The task >>
Filter the items below, copying each line that holds the string "sports".

--- Start Given data ---

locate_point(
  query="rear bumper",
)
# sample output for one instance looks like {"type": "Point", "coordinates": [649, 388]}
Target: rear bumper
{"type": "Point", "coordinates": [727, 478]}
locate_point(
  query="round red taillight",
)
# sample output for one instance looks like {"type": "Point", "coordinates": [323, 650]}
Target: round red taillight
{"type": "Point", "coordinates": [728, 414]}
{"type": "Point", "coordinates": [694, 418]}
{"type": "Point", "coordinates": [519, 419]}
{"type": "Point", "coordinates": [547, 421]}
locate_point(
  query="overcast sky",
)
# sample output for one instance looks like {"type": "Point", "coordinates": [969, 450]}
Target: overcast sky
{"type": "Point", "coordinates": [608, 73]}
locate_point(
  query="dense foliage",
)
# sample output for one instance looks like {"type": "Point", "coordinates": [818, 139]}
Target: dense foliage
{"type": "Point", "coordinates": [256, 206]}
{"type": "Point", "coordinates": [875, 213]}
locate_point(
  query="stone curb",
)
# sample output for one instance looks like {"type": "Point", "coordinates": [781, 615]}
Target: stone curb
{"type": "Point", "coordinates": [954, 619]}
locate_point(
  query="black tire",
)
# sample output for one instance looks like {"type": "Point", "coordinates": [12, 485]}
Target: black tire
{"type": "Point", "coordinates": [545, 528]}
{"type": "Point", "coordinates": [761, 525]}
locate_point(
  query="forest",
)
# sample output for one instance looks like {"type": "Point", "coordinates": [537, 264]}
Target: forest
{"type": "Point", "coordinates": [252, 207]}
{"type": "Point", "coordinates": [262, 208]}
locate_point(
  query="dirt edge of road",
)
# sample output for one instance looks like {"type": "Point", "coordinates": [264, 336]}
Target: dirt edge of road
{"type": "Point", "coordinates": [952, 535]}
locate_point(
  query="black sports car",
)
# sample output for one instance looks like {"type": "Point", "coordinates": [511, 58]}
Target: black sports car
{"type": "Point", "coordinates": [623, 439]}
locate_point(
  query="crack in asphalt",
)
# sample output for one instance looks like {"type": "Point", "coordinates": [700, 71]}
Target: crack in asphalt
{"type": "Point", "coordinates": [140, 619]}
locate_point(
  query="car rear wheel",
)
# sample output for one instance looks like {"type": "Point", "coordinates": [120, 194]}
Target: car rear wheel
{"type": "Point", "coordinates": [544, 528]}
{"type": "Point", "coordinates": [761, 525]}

--- End Given data ---

Correct response >>
  query="black sports car",
Target: black sports car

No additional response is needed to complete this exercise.